Problem requirements: From the records below, copy each line in which the string "dark" occurs.

── Data for processing ──

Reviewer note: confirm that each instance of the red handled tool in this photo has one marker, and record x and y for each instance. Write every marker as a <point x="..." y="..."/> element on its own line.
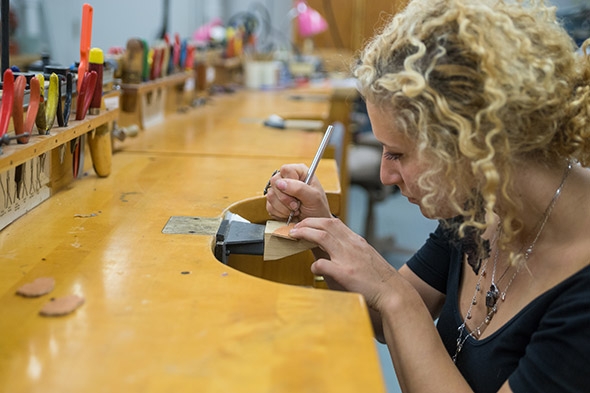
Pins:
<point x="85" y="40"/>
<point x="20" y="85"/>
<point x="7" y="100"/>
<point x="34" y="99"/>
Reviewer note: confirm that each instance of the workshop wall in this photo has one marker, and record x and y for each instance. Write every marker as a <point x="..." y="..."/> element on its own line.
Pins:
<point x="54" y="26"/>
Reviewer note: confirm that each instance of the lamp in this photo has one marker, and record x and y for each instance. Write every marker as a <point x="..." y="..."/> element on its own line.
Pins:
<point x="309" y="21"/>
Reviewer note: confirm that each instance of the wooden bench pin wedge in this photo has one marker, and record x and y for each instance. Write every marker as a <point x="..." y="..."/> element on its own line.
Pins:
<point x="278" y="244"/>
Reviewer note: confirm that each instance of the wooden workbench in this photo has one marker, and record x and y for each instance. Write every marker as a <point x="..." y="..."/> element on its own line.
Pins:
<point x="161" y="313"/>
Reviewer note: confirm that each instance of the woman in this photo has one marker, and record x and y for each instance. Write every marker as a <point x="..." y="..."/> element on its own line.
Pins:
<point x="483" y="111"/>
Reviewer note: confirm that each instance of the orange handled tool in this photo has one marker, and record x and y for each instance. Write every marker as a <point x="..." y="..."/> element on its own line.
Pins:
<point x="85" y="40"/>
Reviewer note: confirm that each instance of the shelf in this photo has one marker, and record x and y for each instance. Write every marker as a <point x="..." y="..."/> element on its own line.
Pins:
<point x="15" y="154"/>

───
── Data for processing ──

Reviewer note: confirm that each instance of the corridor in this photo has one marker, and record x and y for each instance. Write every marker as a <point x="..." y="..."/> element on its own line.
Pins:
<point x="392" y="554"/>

───
── Data for processing ──

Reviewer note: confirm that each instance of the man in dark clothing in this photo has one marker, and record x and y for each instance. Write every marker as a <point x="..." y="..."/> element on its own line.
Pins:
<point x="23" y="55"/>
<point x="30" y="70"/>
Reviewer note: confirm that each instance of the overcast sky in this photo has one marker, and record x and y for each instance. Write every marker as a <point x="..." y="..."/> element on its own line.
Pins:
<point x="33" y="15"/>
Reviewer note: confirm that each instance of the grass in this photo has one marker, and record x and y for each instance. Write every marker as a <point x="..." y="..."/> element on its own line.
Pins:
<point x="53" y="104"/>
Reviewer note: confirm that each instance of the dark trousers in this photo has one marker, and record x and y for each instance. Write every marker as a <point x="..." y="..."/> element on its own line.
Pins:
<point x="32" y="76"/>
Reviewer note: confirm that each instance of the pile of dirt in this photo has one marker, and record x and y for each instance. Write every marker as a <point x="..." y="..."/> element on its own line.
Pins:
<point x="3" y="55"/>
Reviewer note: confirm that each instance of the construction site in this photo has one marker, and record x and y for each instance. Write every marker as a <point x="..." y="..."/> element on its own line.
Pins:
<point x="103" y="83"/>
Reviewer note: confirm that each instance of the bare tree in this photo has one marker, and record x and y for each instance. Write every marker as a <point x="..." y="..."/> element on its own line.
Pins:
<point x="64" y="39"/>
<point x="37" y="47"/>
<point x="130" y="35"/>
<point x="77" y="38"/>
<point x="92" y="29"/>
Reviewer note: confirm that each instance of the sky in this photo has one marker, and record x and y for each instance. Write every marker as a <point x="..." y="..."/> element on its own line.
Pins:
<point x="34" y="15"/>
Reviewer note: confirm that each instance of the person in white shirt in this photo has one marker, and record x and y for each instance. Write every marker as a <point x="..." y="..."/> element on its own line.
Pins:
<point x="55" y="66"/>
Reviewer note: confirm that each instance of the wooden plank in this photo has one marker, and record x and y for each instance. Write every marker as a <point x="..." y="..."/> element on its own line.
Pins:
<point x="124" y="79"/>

───

Result:
Reviewer note: confirm that each instance of the man in dark clothing in this photo has one marker, and record x and y for each instance. Write every marker as a <point x="..." y="..."/> element on its own line.
Reviewer note: confirm that each instance of the dark trousers in this photo has one marker, and record x and y for each instance. Write every marker as a <point x="..." y="..."/> element on its own line.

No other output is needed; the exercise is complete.